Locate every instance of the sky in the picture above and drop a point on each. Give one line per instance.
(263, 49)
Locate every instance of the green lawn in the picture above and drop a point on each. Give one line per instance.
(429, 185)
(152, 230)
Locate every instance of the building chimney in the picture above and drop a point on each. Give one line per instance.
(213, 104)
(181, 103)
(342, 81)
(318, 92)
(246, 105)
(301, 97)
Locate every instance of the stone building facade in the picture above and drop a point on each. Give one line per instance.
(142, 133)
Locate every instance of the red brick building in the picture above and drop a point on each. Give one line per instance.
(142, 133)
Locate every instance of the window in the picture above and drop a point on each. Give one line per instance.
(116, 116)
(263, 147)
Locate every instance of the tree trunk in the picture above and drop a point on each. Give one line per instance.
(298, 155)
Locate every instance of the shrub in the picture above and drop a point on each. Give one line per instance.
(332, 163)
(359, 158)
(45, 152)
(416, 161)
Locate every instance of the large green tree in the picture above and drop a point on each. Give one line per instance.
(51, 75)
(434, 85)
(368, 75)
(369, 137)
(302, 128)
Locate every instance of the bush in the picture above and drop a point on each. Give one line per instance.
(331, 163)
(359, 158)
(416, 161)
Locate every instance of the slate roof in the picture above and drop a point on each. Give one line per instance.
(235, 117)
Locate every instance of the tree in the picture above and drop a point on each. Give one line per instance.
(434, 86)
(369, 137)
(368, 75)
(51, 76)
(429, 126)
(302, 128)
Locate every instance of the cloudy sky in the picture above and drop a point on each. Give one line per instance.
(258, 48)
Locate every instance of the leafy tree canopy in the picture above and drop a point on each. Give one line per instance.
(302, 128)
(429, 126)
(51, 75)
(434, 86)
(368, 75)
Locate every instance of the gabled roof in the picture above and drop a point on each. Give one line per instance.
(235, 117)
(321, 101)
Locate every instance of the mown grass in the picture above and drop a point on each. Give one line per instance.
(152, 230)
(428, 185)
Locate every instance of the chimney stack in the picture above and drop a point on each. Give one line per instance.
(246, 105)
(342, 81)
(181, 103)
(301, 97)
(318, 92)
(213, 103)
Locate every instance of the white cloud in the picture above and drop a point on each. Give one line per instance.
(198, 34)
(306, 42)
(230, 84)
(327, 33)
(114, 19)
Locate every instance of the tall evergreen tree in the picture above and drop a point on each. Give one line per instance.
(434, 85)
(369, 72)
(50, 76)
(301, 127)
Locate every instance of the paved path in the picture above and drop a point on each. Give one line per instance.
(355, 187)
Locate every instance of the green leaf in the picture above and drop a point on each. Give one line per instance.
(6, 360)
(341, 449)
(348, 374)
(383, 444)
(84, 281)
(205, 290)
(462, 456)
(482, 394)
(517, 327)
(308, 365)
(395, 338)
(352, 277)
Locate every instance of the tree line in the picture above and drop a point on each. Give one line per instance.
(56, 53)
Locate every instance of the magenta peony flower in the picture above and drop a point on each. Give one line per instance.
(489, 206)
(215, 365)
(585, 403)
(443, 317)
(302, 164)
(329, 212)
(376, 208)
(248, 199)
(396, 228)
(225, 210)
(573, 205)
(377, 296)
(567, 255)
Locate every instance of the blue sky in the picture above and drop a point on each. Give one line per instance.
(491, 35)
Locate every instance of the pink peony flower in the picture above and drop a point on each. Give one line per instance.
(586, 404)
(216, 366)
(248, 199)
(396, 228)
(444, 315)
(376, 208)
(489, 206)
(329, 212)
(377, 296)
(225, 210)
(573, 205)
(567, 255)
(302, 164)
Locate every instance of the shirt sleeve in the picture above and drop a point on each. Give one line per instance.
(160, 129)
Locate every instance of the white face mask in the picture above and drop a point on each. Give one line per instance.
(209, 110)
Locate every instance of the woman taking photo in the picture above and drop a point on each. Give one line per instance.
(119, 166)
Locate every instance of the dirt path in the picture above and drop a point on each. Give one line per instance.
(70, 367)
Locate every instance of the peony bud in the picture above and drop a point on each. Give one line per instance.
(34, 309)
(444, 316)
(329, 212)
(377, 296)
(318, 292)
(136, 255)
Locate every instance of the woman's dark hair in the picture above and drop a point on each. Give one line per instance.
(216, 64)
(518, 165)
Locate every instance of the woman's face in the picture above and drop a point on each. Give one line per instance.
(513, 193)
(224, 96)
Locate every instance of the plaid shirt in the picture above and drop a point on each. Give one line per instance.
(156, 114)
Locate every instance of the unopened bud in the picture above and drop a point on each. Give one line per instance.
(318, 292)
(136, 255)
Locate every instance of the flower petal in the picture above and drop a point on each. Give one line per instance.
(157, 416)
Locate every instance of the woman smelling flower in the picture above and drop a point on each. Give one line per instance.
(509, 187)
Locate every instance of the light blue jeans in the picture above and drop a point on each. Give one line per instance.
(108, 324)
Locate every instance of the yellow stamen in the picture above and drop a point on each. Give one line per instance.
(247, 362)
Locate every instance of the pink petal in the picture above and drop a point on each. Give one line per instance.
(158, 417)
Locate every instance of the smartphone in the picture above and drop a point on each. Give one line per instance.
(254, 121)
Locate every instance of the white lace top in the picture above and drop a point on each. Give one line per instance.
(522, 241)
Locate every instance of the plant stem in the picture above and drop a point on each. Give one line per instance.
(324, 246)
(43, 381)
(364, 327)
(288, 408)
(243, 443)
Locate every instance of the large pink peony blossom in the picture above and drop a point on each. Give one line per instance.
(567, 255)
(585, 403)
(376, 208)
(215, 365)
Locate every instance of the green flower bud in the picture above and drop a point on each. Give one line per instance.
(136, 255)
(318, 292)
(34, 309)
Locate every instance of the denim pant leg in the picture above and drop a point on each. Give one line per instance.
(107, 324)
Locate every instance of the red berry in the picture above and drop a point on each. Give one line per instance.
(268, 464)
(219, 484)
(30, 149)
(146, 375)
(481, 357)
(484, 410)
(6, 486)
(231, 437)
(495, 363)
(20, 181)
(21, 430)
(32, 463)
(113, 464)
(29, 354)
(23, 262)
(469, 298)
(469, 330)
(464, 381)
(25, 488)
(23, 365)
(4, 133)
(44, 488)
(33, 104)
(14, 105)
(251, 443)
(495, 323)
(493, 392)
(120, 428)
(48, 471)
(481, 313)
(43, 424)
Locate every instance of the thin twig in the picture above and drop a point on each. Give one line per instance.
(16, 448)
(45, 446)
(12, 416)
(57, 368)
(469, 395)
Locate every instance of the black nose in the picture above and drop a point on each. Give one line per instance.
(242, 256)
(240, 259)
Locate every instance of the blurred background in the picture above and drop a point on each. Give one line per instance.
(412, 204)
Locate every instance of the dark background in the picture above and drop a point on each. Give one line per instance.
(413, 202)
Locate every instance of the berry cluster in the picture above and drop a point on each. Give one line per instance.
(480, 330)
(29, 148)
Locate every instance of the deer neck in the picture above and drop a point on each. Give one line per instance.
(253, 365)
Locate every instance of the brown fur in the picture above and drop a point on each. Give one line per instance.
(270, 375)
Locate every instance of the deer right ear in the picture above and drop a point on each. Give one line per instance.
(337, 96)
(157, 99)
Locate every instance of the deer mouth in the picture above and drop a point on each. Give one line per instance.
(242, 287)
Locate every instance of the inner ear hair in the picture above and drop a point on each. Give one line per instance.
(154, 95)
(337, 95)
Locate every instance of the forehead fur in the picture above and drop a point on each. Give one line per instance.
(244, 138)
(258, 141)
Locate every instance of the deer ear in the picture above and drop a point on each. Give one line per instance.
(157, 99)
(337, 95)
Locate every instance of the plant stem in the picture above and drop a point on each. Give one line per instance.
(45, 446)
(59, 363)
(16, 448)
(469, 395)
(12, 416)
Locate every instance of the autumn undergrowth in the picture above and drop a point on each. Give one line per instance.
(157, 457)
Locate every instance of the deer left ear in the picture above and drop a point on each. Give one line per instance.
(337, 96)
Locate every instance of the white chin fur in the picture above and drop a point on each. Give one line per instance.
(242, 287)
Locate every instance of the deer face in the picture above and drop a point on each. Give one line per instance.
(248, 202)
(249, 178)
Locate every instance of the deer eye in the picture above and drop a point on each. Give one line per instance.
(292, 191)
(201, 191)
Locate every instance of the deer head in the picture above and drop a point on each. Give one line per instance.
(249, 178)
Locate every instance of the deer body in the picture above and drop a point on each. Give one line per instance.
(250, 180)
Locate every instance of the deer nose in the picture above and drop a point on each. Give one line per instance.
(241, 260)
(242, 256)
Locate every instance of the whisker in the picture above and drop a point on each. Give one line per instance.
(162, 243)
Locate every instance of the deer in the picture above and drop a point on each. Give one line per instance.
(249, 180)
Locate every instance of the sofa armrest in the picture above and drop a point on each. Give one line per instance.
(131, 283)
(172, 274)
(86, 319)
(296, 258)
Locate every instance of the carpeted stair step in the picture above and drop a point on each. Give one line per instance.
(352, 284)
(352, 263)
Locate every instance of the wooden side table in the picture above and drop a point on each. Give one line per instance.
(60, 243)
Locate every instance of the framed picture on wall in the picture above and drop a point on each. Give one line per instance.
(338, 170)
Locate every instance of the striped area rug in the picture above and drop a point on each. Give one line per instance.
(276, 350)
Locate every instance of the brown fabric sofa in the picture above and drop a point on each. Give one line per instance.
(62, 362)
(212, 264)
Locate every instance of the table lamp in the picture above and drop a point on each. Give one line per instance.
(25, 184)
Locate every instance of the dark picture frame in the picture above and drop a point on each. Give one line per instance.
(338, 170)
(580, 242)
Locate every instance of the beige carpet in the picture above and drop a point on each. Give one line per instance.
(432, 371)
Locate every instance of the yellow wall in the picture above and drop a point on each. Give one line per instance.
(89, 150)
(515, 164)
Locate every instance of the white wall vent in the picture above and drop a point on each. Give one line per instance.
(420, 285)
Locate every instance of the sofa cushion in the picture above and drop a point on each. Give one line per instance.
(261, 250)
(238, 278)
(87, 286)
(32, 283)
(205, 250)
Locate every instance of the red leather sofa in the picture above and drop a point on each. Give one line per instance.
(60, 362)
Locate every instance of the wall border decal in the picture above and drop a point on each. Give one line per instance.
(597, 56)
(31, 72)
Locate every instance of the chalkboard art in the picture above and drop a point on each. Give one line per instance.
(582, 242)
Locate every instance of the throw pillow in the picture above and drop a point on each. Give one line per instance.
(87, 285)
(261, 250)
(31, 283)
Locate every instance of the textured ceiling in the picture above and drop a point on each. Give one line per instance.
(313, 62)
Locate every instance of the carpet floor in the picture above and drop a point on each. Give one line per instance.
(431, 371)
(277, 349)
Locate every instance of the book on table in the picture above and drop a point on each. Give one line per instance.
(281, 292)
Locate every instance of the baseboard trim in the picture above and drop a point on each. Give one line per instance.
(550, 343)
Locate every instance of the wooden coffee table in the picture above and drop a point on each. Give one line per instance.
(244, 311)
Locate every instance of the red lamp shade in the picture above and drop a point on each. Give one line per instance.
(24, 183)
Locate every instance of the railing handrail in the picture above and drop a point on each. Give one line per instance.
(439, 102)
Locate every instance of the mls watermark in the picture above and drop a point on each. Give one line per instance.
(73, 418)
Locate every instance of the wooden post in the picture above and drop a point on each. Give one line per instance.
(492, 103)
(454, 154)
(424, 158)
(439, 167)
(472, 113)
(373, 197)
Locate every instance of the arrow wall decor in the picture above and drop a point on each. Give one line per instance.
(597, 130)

------------------------------------------------------------------------

**Problem to work on:** List the stretch of items from the line containing "Locate every instance of the book" through the end of the items as a numbered list, one line per entry, with blank lines left out.

**The answer:**
1. Locate every instance of the book on table in the picture above and drop a point on each. Give one line per instance.
2. (281, 292)
3. Locate every instance of the baseboard trim in the picture above and drop a point on each. Give one line per instance.
4. (550, 343)
5. Locate every instance of the wooden coffee table in the picture above and drop a point on each. Give one line per instance.
6. (244, 311)
7. Locate every instance of the red lamp shade in the picture above and drop a point on each. Give one line per instance.
8. (24, 183)
9. Locate every instance of the railing handrail in the picture above and drop a point on each. Give one line per instance.
10. (439, 102)
11. Locate every instance of the mls watermark in the picture above and drop a point on each. Give one line per instance.
12. (73, 418)
13. Locate every instance of the wooden post in the picture above and drop a point on each. Give one line per instance.
14. (492, 103)
15. (454, 154)
16. (424, 158)
17. (439, 167)
18. (472, 113)
19. (373, 197)
20. Locate every instance of the arrow wall decor in the picture above and drop a point on each. Give one line per instance.
21. (597, 130)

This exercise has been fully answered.